> **OBJECTIVE**: Copy out all the entries below, swapping every "new labeling batch" for "fresh annotation batch" and leaving everything else as it is. Leave the pictures out of your copy.

Stored dataset entries
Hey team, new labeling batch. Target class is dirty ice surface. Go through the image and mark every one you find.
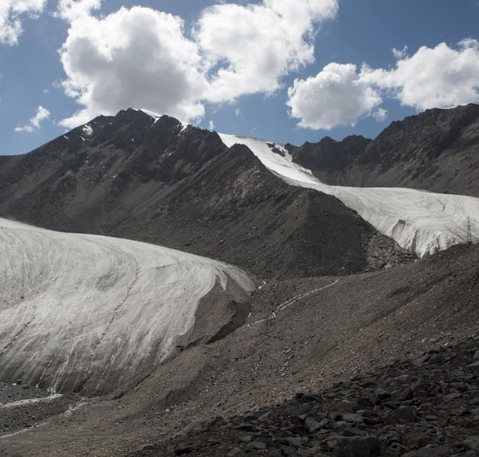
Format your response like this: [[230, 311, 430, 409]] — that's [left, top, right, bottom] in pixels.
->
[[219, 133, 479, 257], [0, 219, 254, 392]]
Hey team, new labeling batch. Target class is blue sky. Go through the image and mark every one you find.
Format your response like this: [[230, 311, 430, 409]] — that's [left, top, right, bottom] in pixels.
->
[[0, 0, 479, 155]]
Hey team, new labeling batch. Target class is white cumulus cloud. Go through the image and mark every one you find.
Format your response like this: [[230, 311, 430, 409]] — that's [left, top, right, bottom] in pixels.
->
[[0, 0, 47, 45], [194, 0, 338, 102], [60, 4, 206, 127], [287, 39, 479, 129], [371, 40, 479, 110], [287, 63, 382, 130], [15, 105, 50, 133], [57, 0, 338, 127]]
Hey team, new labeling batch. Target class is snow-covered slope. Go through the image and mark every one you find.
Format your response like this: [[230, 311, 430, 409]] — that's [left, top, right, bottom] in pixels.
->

> **RESULT OF THIS TASK**:
Hey team, fresh annotation batch. Target class is dirty ice surface. Go through the image and mark every one you find.
Format your response like this: [[230, 311, 430, 409]] — that's [left, top, right, bottom] in pixels.
->
[[219, 133, 479, 257], [0, 219, 254, 392]]
Hey team, fresh annotation batch. Target class is blue sky. Go through the image and mark every one you find.
Format your response like this: [[230, 311, 430, 409]] — that's [left, top, right, bottom] in pixels.
->
[[0, 0, 479, 155]]
Hey team, fresh annotation batch. Target class is white cumulus cloud. Go through the image and mark every one you find.
Format your response like this: [[230, 311, 430, 409]] — that's [left, top, right, bottom] in pixels.
->
[[0, 0, 47, 45], [194, 0, 338, 102], [60, 4, 206, 127], [287, 39, 479, 129], [371, 40, 479, 110], [287, 63, 382, 130], [15, 105, 50, 133], [57, 0, 338, 127]]
Hey team, fresh annotation batch. Target class is snow-covered slope. Go through the image and mark every one you find.
Format your response like this: [[230, 311, 430, 409]] — that's [left, top, right, bottom] in pixels.
->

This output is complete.